--- start PASSAGE ---

Sunday 30 December 2007

Good will running out

I'm exhausted. I've been smiling constantly since Christmas Day, not worrying that Aunt Daisy had dropped a pint of milk all over the kitchen floor, letting family rows wash over my head and trying not to murder my mother in law. No judge in the land would find me guilty of murder, I've been severely provoked for nigh on a week now. I've taken to sitting on my hands (when I'm not nervously nibbling my nails) and turning my head away from her every time she walks in the room.

It went as well as could be expected, the Big Day I mean. Mackenzie had gone from being a whirling dervish of excitement on Christmas Eve to a cool, calm, controlled child who opened each present carefully (after noting who had "been helping Santa out"), studying it intently and saying thank you before moving on to the next. It took a while, especially when people kept arriving with presents. I sound so ungrateful but I'm not - the boy did extremely well and was happy to parcel up some of his old toys to take to the St Christopher's Shop in East Dulwich on Friday. The dogs, on the other hand, had to be barricaded into our bedroom because they insisted on ripping off the wrapping of each present, often without warning. Darren, carrying a neatly wrapped DVD across the room to David, had it ripped from his hands by Junior Dog and opened in three seconds flat.

--- end PASSAGE ---
--- start DATA EXTRACT ---

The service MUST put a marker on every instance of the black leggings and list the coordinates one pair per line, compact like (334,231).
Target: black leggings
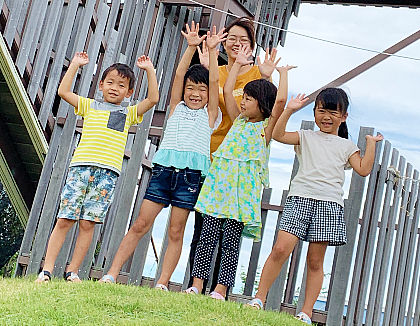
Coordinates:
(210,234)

--- end DATA EXTRACT ---
--- start DATA EXTRACT ---

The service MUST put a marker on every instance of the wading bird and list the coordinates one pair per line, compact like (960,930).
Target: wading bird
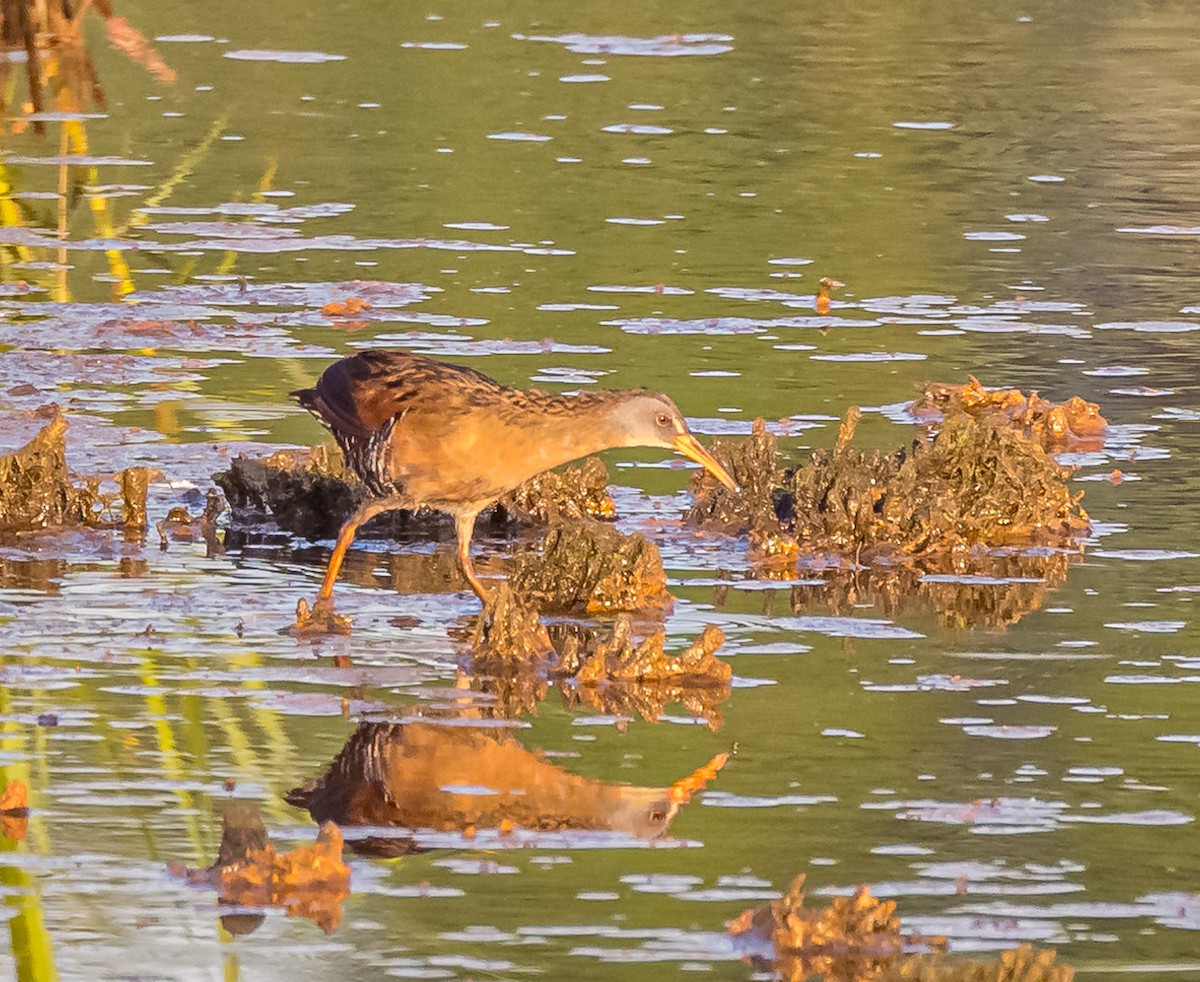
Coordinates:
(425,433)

--- end DATA EXTRACT ---

### WHAT TO DO
- 1) In the Christmas diary entry, where were Mackenzie's old toys going to be taken?
- 2) State whether each of these statements agrees with the Christmas diary entry, giving yes or no and quoting the words that decide it: (a) Aunt Daisy spilled milk on the kitchen floor. (b) The dogs were shut in the kitchen. (c) Mackenzie was calm on Christmas Eve.
- 3) Carry on the Christmas diary entry from its last sentence.

### PER-TASK ANSWERS
- 1) To the St Christopher's Shop in East Dulwich on Friday.

- 2)
(a) Yes: "Aunt Daisy had dropped a pint of milk all over the kitchen floor"
(b) No: "had to be barricaded into our bedroom"
(c) No: "a whirling dervish of excitement on Christmas Eve"

- 3)
Lunch was a triumph. We toasted absent friends which choked me up, especially when I caught Dad's eye. However, the crashing from the kitchen as four baking trays and the bowls for the Christmas pud slid off the draining board reminded me that Mum was in fact with us. I could almost hear her say "How many times have I told you not to balance your draining dishes?"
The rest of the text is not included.